### Direction 1:
Answer these questions about the text on testing multi-threaded database code:
(a) How many records are inserted into the database in total?
(b) How many records are inserted on each background thread?
(c) What does code coverage alone fail to test?
### Direction 2:
Show every line of the records that contains the string "face". Case counts.

### Text provided:
######
We start by using a test that compares the update timings from a single thread and multiple background threads. This test gives us the scope by which we implement our multi-threaded solution.
We add our Blog to interact with the mappings and the context that talk to the database. This gives us the communication link that we need to test our threading solution.
We then leverage our repository factory to create multiple contexts to test against, and insert 25 records on each background thread. This will give us a comparison to the main thread.
This recipe is all about the timings of inserting 100 records into the database. We have set up the insert to run both on a single thread, and on four background threads. This will compare the timings of both the runs.
Notice that the threads doing the update are much faster than the single thread doing the same work. This is due to the wait time of the database doing the work, and waiting for a response.
When timing and testing multi-threaded applications, we have to make sure to use more than just the code coverage as a metric, as this will not test race conditions and locking scenarios. The following sections show some techniques that can help testing multi-threaded code:
Each thread that is spun up can be halted for random amounts of time to test execution locks, data race conditions, and create tests around this. Normally, this includes creating manual harnesses throughout the multi-threaded code so as to insert random blocks to create these scenarios. This can be very time-consuming, but valuable testing.
Randomly pausing threads to create completion patterns that are not normally seen will surface data race conditions in the multi-threaded code, or optimistic concurrency, and allow them to be reproduced (with the proper amount of logging). This is essential for multi-threading a DataAccess layer, as these bugs are often dismissed as loss data, bad data, flukes, or non-reproducible.
######
(Dataset records on object locations)
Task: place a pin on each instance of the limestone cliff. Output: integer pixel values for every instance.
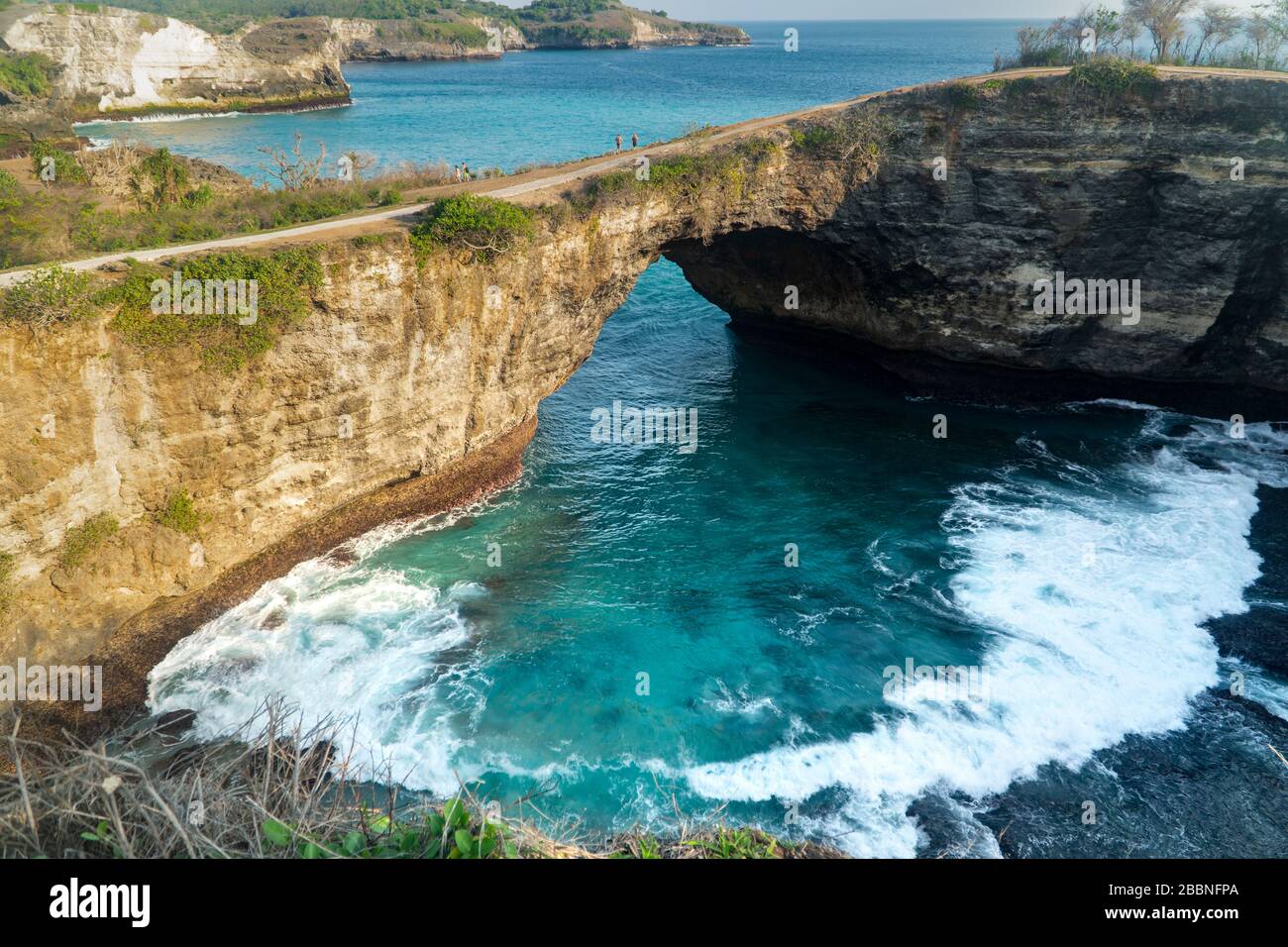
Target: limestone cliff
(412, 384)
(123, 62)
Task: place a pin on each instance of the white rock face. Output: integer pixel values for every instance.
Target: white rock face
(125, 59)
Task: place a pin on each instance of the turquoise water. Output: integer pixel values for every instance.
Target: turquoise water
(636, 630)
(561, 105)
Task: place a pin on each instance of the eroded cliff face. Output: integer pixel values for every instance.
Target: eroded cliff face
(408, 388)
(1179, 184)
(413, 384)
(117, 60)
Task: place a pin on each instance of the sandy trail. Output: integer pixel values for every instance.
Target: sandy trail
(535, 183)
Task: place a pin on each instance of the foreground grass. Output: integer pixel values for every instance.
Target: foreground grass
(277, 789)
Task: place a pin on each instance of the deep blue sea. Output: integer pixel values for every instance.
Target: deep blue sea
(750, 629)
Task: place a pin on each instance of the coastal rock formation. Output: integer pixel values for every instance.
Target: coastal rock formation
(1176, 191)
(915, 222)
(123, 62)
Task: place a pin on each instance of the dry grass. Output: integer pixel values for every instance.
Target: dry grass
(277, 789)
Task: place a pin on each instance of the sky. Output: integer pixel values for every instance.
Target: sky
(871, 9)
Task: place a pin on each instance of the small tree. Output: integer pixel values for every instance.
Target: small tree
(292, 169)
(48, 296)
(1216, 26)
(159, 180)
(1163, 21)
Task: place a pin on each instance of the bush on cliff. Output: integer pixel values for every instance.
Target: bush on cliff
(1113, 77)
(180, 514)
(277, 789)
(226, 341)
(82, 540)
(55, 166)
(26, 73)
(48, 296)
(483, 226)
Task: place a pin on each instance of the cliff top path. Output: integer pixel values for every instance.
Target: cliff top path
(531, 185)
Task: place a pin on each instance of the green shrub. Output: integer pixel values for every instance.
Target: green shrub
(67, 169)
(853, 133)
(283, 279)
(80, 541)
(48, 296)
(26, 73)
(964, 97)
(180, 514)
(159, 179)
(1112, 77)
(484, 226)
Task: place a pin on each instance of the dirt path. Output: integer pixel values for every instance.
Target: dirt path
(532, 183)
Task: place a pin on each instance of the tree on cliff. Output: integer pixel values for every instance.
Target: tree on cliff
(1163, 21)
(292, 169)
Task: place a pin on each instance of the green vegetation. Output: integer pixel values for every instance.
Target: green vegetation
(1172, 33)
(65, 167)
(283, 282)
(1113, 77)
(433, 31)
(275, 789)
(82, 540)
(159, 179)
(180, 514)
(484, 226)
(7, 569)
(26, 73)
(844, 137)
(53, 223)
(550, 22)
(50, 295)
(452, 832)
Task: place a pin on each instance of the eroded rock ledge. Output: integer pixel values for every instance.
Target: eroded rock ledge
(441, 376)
######
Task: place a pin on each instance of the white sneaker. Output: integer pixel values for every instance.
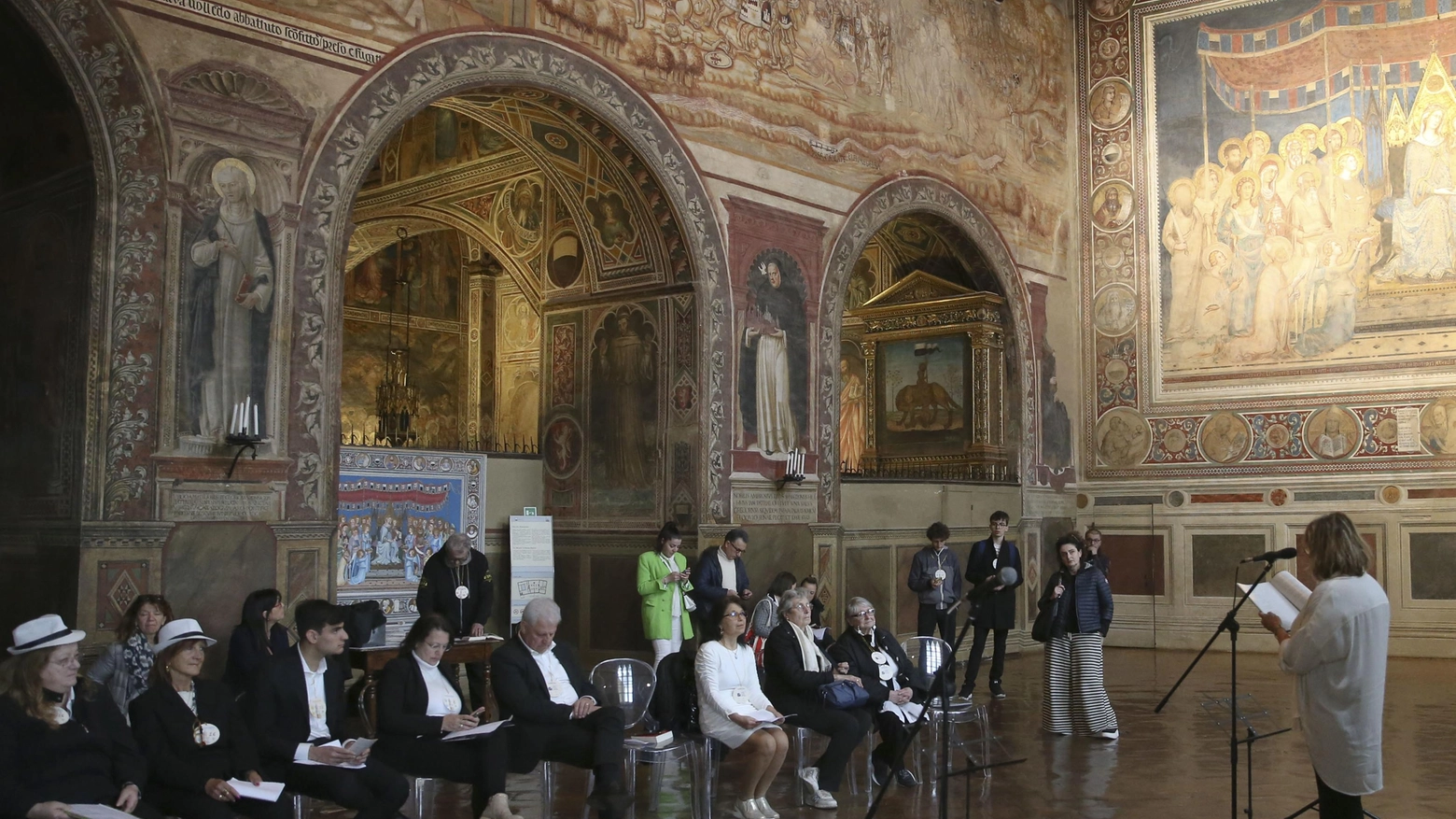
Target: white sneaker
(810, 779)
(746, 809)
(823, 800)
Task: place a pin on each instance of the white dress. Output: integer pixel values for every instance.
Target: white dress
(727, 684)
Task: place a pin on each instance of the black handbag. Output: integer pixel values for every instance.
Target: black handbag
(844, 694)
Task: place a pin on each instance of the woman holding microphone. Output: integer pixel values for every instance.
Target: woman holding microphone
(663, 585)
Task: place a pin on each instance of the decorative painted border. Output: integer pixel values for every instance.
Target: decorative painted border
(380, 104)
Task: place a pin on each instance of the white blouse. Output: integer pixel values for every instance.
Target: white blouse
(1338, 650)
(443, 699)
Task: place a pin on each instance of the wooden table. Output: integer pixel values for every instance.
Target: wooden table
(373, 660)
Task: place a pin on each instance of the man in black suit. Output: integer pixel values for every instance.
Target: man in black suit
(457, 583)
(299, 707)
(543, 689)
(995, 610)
######
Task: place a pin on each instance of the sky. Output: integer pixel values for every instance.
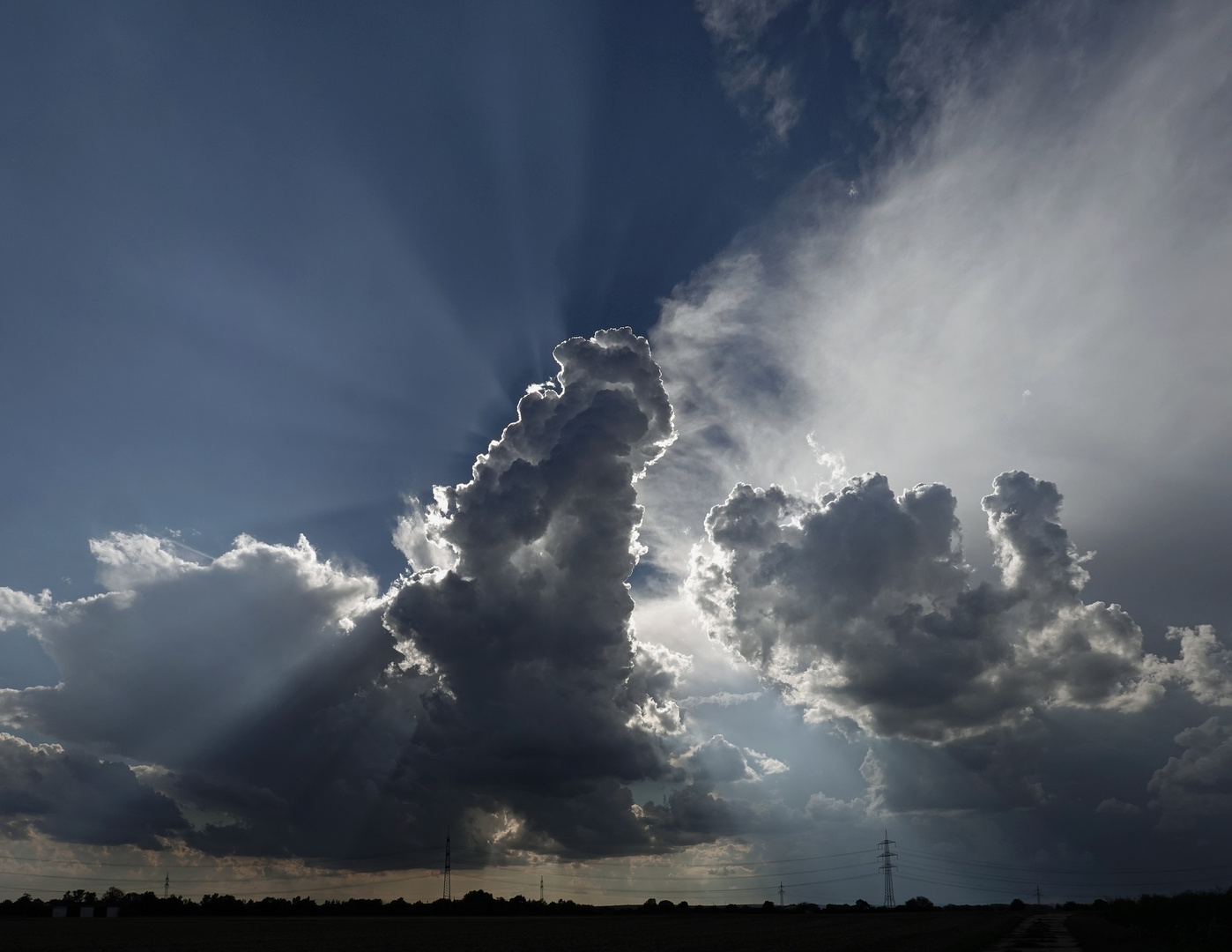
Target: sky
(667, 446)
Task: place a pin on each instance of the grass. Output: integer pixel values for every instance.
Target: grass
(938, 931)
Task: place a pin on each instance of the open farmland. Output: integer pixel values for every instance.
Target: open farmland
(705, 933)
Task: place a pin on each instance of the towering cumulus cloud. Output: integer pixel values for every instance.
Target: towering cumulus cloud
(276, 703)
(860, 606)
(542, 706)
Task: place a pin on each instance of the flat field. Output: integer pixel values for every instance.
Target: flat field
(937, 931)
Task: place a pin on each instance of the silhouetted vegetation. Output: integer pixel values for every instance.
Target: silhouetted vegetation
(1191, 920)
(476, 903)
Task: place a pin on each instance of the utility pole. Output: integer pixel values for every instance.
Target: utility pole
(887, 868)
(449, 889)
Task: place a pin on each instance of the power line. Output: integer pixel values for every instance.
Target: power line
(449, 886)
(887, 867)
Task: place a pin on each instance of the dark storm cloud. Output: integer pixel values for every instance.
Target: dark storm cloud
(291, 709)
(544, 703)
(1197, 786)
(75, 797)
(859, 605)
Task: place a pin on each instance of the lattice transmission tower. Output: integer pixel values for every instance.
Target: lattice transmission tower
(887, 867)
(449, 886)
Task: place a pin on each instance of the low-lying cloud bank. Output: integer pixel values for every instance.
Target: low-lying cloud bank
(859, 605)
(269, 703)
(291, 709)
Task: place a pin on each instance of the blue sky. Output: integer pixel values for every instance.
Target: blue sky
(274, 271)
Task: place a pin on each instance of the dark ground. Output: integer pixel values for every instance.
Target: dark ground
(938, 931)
######
### Written reply 1:
(a) 100 records
(b) 25 records
(c) Race conditions and locking scenarios

### Written reply 2:
Task: place a pin on each instance of the white rock face. Output: integer pixel values for every instance.
Target: white rock face
Task: place a pin on each instance of the eroded cliff face. Output: integer pixel values for every instance.
Target: eroded cliff face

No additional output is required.